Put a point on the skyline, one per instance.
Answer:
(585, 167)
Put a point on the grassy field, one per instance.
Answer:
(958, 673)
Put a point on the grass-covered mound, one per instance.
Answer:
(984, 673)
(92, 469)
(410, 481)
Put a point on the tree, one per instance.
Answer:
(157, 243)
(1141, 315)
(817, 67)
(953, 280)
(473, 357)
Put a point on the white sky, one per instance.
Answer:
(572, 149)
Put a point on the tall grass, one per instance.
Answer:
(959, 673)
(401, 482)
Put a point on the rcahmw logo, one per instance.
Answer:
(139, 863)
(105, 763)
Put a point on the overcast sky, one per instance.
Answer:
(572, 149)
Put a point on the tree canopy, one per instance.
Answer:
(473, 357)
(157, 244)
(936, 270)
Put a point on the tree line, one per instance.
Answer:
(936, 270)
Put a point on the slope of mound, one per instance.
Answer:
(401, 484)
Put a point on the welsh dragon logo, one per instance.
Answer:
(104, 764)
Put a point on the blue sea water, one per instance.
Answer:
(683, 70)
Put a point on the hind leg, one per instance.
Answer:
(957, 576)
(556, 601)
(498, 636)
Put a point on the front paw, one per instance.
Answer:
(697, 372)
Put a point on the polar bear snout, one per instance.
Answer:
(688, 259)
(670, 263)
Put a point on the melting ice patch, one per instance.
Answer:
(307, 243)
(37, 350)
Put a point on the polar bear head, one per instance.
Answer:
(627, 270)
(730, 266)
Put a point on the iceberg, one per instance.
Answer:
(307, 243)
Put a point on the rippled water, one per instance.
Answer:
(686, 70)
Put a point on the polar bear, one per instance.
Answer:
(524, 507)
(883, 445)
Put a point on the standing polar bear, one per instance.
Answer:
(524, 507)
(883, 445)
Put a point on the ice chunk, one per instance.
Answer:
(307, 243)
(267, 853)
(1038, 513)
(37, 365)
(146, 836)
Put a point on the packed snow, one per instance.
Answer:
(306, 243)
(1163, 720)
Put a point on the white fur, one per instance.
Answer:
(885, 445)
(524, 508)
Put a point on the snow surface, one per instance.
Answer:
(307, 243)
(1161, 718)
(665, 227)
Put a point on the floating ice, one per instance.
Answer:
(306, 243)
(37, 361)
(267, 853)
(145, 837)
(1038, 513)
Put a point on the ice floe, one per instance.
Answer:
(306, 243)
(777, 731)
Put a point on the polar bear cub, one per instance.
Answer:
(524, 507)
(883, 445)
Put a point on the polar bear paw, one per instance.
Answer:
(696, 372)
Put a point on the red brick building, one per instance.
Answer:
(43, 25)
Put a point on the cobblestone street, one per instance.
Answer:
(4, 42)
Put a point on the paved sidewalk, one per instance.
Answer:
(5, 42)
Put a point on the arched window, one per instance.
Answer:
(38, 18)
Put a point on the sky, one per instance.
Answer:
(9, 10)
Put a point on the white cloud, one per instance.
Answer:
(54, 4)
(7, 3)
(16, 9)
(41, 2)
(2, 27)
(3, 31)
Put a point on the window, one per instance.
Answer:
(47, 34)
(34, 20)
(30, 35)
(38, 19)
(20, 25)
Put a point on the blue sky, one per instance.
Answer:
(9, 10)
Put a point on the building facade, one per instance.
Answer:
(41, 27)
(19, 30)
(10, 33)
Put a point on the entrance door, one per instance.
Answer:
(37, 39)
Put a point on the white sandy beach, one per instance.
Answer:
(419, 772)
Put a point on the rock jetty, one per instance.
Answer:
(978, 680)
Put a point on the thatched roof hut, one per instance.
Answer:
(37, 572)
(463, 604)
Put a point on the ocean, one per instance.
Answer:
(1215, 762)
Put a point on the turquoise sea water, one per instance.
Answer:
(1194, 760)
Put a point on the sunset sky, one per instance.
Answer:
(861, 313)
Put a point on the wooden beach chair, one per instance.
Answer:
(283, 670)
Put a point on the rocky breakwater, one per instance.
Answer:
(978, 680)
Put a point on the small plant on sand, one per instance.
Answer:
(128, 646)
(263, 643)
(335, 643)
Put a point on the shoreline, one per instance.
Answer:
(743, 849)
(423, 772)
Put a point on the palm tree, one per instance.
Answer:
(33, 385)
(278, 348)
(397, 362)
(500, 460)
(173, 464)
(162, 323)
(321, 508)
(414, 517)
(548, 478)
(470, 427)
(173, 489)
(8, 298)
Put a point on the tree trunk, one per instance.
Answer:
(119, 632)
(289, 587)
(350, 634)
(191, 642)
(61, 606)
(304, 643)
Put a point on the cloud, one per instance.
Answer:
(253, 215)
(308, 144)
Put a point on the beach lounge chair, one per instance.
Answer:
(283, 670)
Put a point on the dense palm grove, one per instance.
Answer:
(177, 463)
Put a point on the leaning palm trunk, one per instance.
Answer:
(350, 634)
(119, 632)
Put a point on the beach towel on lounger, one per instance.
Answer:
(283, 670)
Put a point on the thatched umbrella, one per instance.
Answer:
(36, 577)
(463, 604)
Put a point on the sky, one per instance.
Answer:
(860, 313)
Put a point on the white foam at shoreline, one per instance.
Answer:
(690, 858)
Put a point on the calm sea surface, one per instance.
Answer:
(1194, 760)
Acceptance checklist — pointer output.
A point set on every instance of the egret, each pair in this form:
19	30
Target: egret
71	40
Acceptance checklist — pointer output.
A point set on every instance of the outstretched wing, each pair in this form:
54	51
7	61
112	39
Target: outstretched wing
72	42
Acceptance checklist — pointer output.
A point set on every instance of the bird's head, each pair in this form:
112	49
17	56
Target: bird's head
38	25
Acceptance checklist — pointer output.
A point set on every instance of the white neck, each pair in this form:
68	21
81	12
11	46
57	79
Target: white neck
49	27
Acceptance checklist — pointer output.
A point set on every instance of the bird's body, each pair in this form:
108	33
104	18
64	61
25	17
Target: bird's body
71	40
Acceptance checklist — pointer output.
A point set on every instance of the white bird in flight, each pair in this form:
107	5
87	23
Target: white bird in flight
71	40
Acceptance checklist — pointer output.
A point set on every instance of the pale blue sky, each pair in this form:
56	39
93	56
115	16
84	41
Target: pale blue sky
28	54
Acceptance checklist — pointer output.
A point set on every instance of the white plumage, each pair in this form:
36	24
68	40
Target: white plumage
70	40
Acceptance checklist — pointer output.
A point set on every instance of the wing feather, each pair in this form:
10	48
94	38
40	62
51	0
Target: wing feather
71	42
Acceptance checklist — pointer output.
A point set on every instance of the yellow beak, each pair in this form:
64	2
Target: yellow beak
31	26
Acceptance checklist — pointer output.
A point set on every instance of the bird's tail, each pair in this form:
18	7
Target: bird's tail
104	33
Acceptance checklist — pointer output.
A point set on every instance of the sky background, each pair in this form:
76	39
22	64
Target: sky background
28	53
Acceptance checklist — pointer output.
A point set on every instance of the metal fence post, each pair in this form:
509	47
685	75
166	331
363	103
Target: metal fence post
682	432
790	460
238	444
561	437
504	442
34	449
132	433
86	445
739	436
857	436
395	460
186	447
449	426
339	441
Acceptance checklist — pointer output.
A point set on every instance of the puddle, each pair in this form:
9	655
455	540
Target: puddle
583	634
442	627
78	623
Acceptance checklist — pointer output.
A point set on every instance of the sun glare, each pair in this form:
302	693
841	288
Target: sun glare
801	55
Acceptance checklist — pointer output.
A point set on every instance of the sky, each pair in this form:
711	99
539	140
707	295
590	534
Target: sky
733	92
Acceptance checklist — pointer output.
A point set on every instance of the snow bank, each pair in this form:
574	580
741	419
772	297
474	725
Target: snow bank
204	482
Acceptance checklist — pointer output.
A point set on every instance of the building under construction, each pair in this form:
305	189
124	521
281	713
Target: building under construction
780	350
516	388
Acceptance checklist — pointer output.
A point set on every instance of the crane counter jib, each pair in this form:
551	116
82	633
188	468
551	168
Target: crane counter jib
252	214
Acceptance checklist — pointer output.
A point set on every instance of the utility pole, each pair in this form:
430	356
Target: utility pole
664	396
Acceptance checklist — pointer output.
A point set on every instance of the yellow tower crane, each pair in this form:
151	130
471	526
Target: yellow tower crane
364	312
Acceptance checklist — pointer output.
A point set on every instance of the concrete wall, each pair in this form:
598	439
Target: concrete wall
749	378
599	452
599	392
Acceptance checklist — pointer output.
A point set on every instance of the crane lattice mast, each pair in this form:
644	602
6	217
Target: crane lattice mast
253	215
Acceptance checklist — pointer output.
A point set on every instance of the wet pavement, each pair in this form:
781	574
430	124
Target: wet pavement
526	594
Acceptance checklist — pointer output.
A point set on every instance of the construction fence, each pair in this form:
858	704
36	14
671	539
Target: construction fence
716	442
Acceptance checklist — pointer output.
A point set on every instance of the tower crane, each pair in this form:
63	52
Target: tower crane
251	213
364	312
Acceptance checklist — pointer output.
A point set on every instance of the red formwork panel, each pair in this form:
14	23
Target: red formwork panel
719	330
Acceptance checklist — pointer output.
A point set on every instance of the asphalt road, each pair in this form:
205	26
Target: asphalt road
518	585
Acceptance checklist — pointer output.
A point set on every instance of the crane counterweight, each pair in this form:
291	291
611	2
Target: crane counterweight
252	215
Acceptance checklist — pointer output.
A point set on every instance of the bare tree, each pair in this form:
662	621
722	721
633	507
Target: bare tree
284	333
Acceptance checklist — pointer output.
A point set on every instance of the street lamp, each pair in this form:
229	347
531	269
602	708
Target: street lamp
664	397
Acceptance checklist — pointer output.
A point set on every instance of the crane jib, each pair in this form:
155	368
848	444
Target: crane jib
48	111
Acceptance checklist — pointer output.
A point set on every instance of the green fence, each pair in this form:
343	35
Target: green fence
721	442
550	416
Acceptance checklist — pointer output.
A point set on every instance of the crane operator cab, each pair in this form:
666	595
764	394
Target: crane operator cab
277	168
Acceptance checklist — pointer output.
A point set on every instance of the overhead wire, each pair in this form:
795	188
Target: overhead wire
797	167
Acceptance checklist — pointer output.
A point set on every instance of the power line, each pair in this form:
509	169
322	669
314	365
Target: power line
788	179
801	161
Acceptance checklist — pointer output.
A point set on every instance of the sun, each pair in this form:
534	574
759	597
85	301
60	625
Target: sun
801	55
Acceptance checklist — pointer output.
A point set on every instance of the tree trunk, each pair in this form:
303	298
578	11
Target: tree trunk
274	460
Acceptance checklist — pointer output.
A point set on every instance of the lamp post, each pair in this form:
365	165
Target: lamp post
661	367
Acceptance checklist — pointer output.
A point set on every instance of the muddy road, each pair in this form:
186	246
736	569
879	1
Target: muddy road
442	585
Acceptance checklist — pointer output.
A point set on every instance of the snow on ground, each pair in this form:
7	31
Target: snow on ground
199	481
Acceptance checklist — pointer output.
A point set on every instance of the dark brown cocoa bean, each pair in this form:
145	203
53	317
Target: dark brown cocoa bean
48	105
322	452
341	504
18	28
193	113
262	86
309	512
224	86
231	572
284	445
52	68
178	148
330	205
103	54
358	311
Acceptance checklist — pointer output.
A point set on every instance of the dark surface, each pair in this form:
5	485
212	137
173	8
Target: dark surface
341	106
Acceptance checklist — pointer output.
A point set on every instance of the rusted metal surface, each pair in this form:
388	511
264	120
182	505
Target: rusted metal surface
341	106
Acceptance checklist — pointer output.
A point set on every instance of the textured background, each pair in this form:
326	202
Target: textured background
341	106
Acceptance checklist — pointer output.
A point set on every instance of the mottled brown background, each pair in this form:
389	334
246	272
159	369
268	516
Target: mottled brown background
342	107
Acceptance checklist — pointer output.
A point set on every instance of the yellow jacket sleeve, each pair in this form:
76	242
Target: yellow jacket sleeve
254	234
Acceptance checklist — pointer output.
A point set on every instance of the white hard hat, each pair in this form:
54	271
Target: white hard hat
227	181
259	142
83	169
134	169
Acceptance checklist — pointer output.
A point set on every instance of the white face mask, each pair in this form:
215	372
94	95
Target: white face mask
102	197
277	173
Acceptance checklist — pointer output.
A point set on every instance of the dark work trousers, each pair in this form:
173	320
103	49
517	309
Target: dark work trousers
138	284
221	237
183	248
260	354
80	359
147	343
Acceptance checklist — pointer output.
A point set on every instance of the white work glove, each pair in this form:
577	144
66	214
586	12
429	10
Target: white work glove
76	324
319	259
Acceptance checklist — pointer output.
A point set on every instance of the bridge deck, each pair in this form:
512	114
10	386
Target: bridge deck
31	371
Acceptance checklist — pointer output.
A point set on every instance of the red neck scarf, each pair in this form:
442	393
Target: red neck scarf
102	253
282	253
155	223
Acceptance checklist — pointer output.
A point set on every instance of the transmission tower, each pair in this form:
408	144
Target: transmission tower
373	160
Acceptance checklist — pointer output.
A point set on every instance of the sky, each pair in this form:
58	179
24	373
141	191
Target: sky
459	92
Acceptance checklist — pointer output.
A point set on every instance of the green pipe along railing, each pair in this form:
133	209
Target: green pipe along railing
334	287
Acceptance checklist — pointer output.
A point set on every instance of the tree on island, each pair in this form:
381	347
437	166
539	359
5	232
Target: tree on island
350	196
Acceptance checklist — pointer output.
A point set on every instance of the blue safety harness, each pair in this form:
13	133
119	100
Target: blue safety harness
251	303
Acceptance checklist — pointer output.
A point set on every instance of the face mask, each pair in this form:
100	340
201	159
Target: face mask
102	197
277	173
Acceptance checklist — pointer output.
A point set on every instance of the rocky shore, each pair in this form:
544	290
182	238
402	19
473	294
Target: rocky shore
□ □ □
How many lines in the data above contain the string "bank"? Reply with the number alone.

2